** Data records follows **
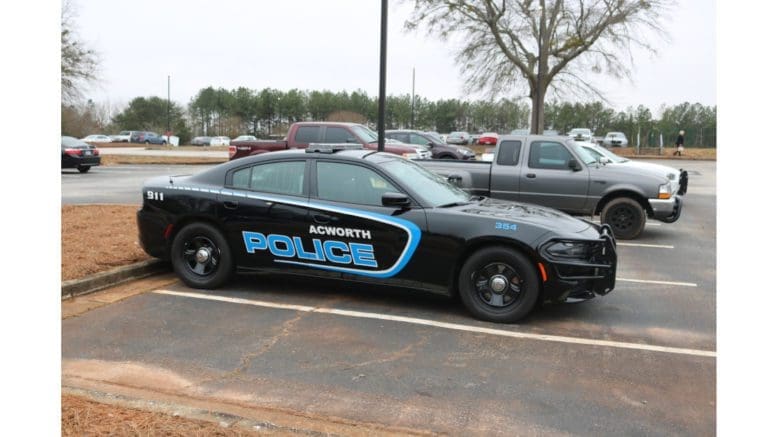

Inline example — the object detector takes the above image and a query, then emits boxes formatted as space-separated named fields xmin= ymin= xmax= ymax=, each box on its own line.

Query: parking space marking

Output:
xmin=617 ymin=243 xmax=675 ymax=249
xmin=617 ymin=278 xmax=698 ymax=287
xmin=646 ymin=222 xmax=662 ymax=226
xmin=153 ymin=289 xmax=715 ymax=358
** End of Data records **
What is being asked
Scan the records above for lines with the word "space". Then report how many there are, as a bare number.

Exercise answer
2